OBJECTIVE
Reproduce verbatim the lines in the records below, from the line containing "Segment the small" through the line containing "Provide the mask of the small", both lines included.

TASK INPUT
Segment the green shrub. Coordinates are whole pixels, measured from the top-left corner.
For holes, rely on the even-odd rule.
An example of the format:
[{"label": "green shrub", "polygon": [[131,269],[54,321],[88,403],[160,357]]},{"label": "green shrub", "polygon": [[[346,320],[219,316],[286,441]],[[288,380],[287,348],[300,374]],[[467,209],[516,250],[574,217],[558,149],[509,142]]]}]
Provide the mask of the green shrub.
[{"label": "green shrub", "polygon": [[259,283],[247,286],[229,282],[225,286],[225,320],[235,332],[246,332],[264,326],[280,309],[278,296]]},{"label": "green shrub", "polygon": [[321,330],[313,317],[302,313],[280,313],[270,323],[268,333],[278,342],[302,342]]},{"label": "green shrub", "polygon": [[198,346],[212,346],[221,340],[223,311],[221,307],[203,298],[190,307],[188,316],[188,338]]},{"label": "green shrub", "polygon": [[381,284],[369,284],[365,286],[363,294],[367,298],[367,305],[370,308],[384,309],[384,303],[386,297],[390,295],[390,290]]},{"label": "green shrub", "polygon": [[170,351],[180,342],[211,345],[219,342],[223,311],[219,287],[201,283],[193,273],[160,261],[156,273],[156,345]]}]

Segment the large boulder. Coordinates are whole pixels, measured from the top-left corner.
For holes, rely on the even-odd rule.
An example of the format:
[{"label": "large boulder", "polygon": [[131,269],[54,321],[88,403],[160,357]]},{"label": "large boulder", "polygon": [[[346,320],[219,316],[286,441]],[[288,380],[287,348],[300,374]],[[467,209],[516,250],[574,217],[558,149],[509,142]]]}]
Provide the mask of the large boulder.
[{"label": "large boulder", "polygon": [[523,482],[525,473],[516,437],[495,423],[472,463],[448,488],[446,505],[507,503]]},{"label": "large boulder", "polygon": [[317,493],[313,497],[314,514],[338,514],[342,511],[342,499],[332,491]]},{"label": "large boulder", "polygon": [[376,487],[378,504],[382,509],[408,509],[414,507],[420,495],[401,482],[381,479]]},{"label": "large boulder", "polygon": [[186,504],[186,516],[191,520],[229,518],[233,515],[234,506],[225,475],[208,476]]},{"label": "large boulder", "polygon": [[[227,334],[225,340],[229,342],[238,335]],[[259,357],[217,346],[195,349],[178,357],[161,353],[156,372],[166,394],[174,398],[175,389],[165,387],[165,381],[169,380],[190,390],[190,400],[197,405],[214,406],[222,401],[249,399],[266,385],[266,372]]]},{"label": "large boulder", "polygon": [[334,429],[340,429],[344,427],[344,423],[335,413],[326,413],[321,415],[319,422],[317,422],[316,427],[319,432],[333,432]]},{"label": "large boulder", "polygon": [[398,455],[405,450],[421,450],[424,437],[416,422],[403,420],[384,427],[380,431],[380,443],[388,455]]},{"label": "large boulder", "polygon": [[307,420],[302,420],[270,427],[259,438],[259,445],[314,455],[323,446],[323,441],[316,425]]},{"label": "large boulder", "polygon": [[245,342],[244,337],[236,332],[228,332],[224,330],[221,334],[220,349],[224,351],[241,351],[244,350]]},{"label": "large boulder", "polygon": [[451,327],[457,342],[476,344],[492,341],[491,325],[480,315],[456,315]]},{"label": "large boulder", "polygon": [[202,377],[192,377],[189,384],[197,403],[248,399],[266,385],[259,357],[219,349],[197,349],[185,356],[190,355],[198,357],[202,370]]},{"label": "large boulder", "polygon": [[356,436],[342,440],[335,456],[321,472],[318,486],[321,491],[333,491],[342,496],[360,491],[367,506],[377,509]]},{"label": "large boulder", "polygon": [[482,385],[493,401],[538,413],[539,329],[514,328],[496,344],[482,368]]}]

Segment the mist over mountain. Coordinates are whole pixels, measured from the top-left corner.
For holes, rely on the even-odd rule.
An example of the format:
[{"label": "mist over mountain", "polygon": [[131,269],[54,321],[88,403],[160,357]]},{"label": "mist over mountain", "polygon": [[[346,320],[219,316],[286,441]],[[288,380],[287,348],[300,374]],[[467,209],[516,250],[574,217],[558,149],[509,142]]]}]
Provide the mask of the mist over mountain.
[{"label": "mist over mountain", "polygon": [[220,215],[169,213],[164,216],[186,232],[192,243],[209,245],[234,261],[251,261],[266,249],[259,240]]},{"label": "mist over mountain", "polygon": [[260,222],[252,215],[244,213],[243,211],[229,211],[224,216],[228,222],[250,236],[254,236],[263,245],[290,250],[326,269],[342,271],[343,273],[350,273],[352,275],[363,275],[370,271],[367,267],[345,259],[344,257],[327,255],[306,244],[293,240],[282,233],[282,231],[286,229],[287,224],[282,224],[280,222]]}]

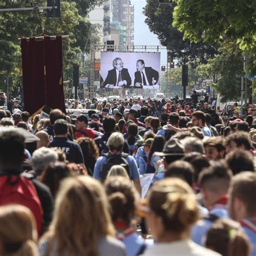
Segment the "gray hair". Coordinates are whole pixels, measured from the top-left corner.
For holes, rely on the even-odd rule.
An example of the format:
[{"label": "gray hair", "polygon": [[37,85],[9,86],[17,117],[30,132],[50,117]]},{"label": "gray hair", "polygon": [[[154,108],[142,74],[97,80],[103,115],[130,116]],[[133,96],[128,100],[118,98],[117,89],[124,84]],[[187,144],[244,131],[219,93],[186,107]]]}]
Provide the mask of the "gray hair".
[{"label": "gray hair", "polygon": [[51,149],[42,147],[34,151],[32,156],[32,165],[37,175],[41,175],[51,163],[58,160],[58,153]]},{"label": "gray hair", "polygon": [[198,152],[204,154],[205,152],[203,142],[198,138],[187,137],[181,140],[181,143],[184,146],[185,153]]},{"label": "gray hair", "polygon": [[106,178],[111,176],[123,176],[127,179],[130,177],[127,173],[127,171],[122,165],[113,165],[109,170]]},{"label": "gray hair", "polygon": [[124,144],[124,136],[120,132],[113,132],[107,140],[107,145],[117,149]]},{"label": "gray hair", "polygon": [[117,58],[115,58],[113,59],[113,68],[116,68],[115,66],[116,66],[116,65],[117,64],[117,60],[119,60],[122,61],[122,60],[121,59],[121,58],[119,58],[119,57],[117,57]]}]

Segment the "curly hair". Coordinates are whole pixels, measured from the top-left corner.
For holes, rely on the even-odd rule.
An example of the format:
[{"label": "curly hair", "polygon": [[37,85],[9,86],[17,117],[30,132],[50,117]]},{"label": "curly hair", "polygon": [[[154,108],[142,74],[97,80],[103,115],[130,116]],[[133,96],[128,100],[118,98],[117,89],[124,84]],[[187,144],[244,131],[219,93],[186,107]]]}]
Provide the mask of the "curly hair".
[{"label": "curly hair", "polygon": [[80,145],[84,159],[84,164],[86,167],[88,173],[92,175],[94,166],[97,159],[99,157],[99,151],[95,141],[87,137],[81,137],[77,140]]}]

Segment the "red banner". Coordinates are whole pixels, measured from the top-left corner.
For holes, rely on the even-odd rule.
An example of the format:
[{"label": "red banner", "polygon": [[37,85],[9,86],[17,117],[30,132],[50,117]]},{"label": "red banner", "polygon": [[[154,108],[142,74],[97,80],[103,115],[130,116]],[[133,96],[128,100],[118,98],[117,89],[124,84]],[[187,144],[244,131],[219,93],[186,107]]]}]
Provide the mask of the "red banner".
[{"label": "red banner", "polygon": [[43,106],[64,113],[62,38],[21,39],[25,110],[32,114]]}]

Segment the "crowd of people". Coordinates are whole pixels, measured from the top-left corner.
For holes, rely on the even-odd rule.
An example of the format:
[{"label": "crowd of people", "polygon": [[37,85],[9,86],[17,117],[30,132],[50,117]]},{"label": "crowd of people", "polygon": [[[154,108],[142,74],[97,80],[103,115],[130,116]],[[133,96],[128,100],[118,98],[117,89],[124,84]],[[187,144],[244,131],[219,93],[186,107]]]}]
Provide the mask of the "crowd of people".
[{"label": "crowd of people", "polygon": [[0,109],[0,255],[255,256],[255,119],[198,99]]}]

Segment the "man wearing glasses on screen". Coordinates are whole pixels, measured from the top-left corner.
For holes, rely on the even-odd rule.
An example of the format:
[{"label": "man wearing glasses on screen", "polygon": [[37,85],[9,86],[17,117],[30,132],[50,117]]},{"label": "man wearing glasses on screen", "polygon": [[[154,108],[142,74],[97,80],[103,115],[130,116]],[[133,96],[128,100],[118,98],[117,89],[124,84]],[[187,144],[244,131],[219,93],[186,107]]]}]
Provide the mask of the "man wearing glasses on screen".
[{"label": "man wearing glasses on screen", "polygon": [[128,70],[124,68],[124,63],[120,58],[113,60],[113,69],[109,70],[103,86],[105,88],[128,88],[132,83]]},{"label": "man wearing glasses on screen", "polygon": [[[157,84],[159,79],[159,73],[152,69],[151,66],[145,67],[143,59],[139,59],[136,63],[137,71],[134,73],[134,87],[143,87],[149,89],[152,87],[158,89],[159,85]],[[151,86],[151,87],[150,87]],[[158,87],[157,87],[158,86]]]}]

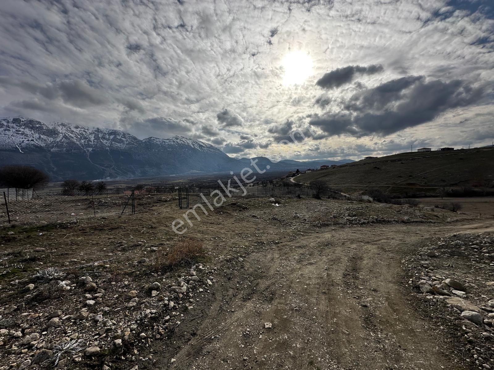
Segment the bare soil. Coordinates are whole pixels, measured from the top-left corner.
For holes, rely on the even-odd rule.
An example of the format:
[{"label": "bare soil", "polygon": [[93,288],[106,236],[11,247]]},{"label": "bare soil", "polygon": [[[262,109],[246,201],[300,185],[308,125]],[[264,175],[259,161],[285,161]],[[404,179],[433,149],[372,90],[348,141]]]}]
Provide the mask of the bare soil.
[{"label": "bare soil", "polygon": [[[204,243],[207,256],[201,263],[214,281],[208,292],[195,295],[194,309],[179,305],[179,326],[160,338],[133,342],[137,354],[116,356],[102,351],[97,361],[82,356],[84,361],[76,363],[71,357],[65,367],[478,368],[457,339],[456,327],[442,326],[431,319],[426,306],[417,303],[416,292],[407,286],[412,272],[401,262],[431,238],[494,230],[493,218],[327,199],[285,198],[277,199],[281,205],[277,207],[262,198],[230,201],[207,217],[201,214],[202,220],[193,219],[193,226],[180,236],[170,225],[183,218],[184,210],[159,201],[139,198],[133,216],[0,230],[4,254],[0,263],[3,271],[9,271],[0,274],[0,304],[4,310],[26,302],[8,314],[0,311],[1,318],[11,317],[22,326],[23,313],[79,312],[83,305],[82,288],[34,305],[24,297],[24,286],[41,262],[43,268],[70,269],[76,278],[98,275],[95,271],[109,273],[115,284],[104,293],[103,305],[112,311],[121,308],[128,301],[128,291],[140,292],[162,280],[171,284],[188,273],[190,266],[159,276],[152,268],[156,249],[185,237]],[[8,234],[9,231],[15,233]],[[38,248],[44,252],[33,254]],[[137,264],[143,257],[149,259],[149,264]],[[23,266],[12,270],[15,263]],[[11,284],[16,280],[20,282]],[[145,296],[139,303],[142,309],[159,304]],[[68,316],[64,321],[71,320]],[[266,323],[271,327],[265,327]],[[92,335],[91,331],[97,329],[87,330]],[[95,338],[101,343],[113,340],[117,329],[103,331],[104,338],[100,333],[86,345]],[[59,340],[66,328],[58,330],[62,331]],[[135,329],[137,335],[140,330]],[[4,355],[0,365],[7,369],[15,362],[18,367],[33,352],[28,348],[22,353],[22,346],[7,336],[0,346]],[[12,345],[18,351],[7,349]]]},{"label": "bare soil", "polygon": [[417,199],[420,204],[427,206],[448,205],[451,203],[459,203],[461,212],[477,216],[494,216],[494,197],[469,197],[444,198],[419,198]]}]

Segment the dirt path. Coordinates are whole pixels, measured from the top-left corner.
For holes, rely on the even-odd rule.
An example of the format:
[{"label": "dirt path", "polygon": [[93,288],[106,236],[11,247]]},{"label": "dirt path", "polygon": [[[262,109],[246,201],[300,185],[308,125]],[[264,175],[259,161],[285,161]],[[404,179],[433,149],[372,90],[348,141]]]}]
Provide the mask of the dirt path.
[{"label": "dirt path", "polygon": [[334,227],[273,244],[217,285],[173,367],[464,369],[435,323],[407,301],[400,261],[425,238],[493,226]]}]

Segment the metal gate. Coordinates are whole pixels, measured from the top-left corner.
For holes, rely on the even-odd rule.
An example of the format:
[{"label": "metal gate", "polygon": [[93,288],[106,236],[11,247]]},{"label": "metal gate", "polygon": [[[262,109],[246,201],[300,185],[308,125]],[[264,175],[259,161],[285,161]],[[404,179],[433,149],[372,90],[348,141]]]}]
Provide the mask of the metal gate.
[{"label": "metal gate", "polygon": [[178,187],[178,207],[189,208],[189,187],[188,186]]}]

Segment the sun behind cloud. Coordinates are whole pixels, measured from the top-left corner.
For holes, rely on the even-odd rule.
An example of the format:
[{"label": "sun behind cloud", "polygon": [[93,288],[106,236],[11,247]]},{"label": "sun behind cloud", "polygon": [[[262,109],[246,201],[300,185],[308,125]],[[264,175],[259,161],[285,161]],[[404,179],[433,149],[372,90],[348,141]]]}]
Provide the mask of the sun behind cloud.
[{"label": "sun behind cloud", "polygon": [[312,59],[308,53],[302,50],[287,54],[283,58],[282,65],[285,70],[284,85],[303,83],[312,75]]}]

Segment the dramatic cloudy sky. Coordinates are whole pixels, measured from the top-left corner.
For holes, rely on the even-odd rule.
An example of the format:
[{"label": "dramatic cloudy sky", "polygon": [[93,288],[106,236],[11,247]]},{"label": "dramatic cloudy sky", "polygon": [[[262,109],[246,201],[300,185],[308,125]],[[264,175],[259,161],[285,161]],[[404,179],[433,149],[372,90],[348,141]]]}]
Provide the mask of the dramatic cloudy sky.
[{"label": "dramatic cloudy sky", "polygon": [[0,116],[274,159],[494,140],[492,0],[1,3]]}]

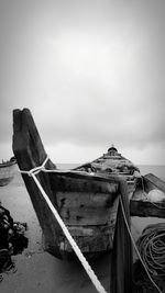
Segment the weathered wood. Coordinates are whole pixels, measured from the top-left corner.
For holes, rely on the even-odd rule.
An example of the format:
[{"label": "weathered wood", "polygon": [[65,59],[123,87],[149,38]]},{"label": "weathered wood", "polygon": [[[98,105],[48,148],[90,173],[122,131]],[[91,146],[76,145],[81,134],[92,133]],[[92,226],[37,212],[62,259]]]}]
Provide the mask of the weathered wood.
[{"label": "weathered wood", "polygon": [[[28,109],[13,112],[13,153],[20,169],[29,171],[41,166],[46,158],[46,153]],[[55,169],[51,160],[45,167]],[[46,250],[56,257],[61,257],[63,251],[73,252],[70,248],[67,250],[69,245],[66,245],[67,240],[35,182],[28,174],[23,173],[22,177],[43,229]],[[68,228],[72,226],[81,228],[84,235],[73,233],[73,236],[80,244],[82,252],[85,249],[85,252],[90,256],[90,252],[91,255],[97,251],[102,252],[110,247],[114,226],[109,222],[110,206],[119,195],[119,183],[114,176],[107,178],[86,172],[58,170],[51,173],[40,172],[37,179]],[[91,233],[94,232],[91,225],[98,233],[89,236],[87,227],[90,226]]]},{"label": "weathered wood", "polygon": [[128,184],[124,181],[120,181],[120,193],[121,200],[118,205],[117,225],[111,255],[110,292],[131,293],[133,258],[132,243],[125,225],[127,221],[128,226],[131,226]]},{"label": "weathered wood", "polygon": [[152,203],[150,201],[130,201],[130,214],[131,216],[141,217],[162,217],[165,218],[165,202]]},{"label": "weathered wood", "polygon": [[148,173],[139,180],[136,190],[130,201],[131,216],[165,217],[165,201],[151,202],[147,193],[158,189],[165,192],[165,182],[156,176]]},{"label": "weathered wood", "polygon": [[[21,170],[29,171],[34,167],[38,167],[46,158],[46,153],[36,129],[35,123],[28,109],[23,111],[13,111],[13,153],[16,158],[19,168]],[[55,169],[54,164],[51,160],[46,162],[48,169]],[[22,174],[34,210],[36,212],[40,225],[45,236],[45,246],[54,248],[53,253],[61,256],[58,250],[59,236],[62,230],[50,212],[45,200],[43,199],[38,188],[31,177]],[[37,179],[44,188],[45,192],[50,196],[52,203],[56,205],[56,198],[53,194],[50,185],[50,178],[47,173],[40,172]]]},{"label": "weathered wood", "polygon": [[144,182],[145,183],[147,182],[147,185],[148,185],[147,189],[150,190],[157,188],[162,190],[163,192],[165,192],[165,182],[153,173],[145,174]]}]

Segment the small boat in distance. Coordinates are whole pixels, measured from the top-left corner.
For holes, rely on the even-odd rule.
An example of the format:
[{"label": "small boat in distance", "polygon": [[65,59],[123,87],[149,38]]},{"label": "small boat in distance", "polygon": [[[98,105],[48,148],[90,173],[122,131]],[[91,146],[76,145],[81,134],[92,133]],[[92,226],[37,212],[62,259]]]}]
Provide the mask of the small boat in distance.
[{"label": "small boat in distance", "polygon": [[132,201],[136,183],[142,181],[139,169],[114,146],[89,164],[72,170],[57,169],[45,153],[29,109],[13,111],[12,145],[43,230],[45,250],[57,258],[75,256],[32,171],[84,256],[91,259],[110,250],[119,198],[124,193],[125,201]]},{"label": "small boat in distance", "polygon": [[13,179],[13,166],[16,164],[15,158],[0,162],[0,187],[8,185]]}]

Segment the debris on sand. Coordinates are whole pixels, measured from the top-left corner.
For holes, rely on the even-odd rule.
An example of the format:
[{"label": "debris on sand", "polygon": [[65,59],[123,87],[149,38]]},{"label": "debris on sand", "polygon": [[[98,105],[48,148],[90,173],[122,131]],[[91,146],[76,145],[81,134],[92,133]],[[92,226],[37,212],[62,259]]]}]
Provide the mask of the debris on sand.
[{"label": "debris on sand", "polygon": [[11,256],[28,247],[25,230],[26,223],[14,223],[10,212],[0,205],[0,272],[13,268]]}]

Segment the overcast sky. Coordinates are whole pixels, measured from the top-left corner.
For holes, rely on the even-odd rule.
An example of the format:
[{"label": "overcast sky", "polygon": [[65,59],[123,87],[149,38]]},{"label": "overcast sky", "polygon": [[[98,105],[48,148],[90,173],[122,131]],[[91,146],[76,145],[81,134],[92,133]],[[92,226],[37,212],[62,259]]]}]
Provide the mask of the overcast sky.
[{"label": "overcast sky", "polygon": [[54,162],[165,165],[165,1],[1,0],[0,159],[16,108]]}]

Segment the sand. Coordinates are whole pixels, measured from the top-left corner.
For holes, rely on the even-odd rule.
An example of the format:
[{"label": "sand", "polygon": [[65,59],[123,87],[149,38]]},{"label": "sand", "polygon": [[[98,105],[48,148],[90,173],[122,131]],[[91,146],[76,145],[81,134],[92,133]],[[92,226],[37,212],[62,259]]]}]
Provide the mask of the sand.
[{"label": "sand", "polygon": [[[12,257],[15,268],[2,273],[1,293],[96,293],[96,289],[79,262],[58,260],[43,250],[42,230],[35,216],[30,196],[18,169],[9,185],[0,188],[0,201],[16,222],[26,222],[29,246]],[[134,239],[152,223],[165,222],[157,218],[132,218]],[[106,255],[90,263],[98,279],[109,292],[110,256]]]},{"label": "sand", "polygon": [[[58,260],[43,250],[42,230],[23,181],[15,169],[14,179],[0,188],[0,201],[16,222],[26,222],[29,246],[13,256],[15,268],[2,273],[1,293],[95,293],[97,292],[79,262]],[[98,279],[109,292],[109,255],[91,263]]]}]

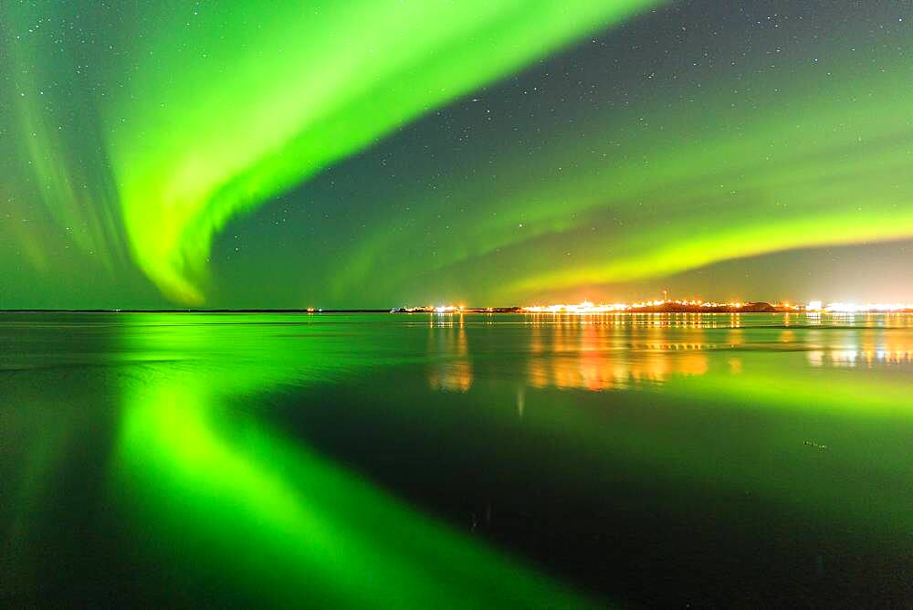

SOLUTION FOR THIS PROBLEM
Segment the small boat in distance. Coordinates are whole pixels, measured from the top-left corner.
For holes, rely on the even-odd rule.
An example of the format:
[{"label": "small boat in distance", "polygon": [[65,59],[123,87],[149,38]]},{"label": "small boat in distance", "polygon": [[[98,105],[48,148],[90,173],[122,131]],[[91,146],[76,145],[81,134],[92,133]],[[92,226],[37,212],[62,259]]]}]
Provide the mask of the small boat in distance.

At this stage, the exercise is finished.